** The problem **
Count the lines in the items below that contain the word "outline", matching case exactly, and give only that number.

** START Information shown **

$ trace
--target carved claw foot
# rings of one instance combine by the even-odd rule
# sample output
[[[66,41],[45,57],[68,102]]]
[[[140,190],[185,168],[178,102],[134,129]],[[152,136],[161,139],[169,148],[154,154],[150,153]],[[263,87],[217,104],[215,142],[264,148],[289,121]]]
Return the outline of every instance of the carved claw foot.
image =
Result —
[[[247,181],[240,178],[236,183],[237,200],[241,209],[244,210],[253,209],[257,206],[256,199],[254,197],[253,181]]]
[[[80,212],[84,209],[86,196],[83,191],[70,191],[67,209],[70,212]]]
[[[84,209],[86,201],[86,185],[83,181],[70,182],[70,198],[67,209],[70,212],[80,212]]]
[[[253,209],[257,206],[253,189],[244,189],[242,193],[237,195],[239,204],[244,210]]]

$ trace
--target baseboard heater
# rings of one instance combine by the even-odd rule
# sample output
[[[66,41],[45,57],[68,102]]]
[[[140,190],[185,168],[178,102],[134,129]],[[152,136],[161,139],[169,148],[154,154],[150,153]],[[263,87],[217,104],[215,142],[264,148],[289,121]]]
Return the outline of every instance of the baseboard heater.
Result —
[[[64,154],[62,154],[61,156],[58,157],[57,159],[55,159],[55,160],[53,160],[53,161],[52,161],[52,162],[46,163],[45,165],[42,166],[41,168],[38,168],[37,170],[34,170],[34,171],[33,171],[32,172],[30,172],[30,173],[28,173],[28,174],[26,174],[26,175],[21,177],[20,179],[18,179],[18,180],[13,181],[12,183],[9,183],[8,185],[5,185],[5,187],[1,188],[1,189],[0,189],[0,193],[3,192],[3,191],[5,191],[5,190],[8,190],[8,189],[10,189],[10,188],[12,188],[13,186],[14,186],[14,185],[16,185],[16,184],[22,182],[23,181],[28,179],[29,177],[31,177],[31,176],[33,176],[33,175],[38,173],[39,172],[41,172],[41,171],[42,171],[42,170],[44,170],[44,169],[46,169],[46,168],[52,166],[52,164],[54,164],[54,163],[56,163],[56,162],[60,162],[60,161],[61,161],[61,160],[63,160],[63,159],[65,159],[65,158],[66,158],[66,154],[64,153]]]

** END Information shown **

** Answer below **
2